Reproduce verbatim the data from the line containing "Field-scouting task: mark every instance of the man with" through the last line of the data, inclusive.

▼▼▼

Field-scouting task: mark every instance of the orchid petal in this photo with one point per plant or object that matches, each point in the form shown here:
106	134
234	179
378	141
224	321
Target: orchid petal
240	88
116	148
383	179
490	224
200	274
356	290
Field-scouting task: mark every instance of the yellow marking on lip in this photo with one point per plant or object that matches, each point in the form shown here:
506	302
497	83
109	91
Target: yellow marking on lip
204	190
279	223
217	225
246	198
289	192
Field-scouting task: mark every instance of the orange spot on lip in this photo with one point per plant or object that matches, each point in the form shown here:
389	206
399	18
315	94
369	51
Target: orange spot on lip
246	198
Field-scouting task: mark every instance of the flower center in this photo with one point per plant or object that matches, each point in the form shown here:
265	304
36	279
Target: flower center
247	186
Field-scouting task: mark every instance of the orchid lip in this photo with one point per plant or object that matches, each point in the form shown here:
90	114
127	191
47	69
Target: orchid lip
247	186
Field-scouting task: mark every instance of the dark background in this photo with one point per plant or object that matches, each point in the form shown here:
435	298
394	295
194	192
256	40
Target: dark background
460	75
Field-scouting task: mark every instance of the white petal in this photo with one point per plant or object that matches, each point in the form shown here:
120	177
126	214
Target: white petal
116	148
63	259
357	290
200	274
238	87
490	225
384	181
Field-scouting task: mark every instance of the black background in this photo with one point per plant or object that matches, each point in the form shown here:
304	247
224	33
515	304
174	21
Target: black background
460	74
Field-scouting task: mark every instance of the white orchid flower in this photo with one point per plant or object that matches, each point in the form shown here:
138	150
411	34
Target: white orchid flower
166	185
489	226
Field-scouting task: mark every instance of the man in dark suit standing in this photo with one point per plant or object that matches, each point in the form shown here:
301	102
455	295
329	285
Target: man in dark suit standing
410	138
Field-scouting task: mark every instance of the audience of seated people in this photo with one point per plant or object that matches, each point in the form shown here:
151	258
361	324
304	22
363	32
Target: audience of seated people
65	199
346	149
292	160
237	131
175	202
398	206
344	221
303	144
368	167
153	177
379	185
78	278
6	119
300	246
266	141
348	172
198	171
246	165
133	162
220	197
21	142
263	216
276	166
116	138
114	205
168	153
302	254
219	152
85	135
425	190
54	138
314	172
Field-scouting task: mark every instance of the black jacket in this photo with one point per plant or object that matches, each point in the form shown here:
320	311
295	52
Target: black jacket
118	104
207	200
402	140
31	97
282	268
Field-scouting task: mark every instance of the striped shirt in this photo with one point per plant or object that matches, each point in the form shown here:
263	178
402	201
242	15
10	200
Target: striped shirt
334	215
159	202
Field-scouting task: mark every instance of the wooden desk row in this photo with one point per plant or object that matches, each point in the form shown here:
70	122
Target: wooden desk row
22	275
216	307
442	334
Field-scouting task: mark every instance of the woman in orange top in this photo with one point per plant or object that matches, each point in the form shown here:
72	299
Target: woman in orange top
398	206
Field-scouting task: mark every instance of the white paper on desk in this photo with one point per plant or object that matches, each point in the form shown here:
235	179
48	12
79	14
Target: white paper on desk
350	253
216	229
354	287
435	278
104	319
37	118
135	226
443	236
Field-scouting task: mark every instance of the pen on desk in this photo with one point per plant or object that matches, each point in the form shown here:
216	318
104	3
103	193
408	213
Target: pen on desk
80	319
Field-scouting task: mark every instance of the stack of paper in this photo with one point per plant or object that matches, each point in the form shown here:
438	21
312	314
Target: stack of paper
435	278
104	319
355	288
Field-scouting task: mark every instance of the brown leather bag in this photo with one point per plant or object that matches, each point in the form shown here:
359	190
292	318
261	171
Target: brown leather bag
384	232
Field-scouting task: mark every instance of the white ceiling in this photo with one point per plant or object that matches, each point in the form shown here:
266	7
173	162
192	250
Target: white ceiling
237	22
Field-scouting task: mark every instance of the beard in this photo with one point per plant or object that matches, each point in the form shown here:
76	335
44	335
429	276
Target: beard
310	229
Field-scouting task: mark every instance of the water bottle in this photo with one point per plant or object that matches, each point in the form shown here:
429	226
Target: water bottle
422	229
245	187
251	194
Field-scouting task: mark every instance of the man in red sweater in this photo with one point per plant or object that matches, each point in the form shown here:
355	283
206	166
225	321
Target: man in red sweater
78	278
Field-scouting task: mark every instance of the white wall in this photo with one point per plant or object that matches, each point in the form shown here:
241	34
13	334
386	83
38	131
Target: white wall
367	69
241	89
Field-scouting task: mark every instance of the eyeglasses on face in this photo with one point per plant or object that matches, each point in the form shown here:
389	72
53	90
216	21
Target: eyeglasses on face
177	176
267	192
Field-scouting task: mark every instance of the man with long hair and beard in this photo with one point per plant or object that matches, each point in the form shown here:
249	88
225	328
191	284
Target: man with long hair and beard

▲▲▲

Solution to this exercise
Field-scouting task: mark every instance of the man with long hair and beard in this photo with one point per plant or object that matches, each point in the form shown here:
249	88
225	328
191	284
Target: man with long hair and beard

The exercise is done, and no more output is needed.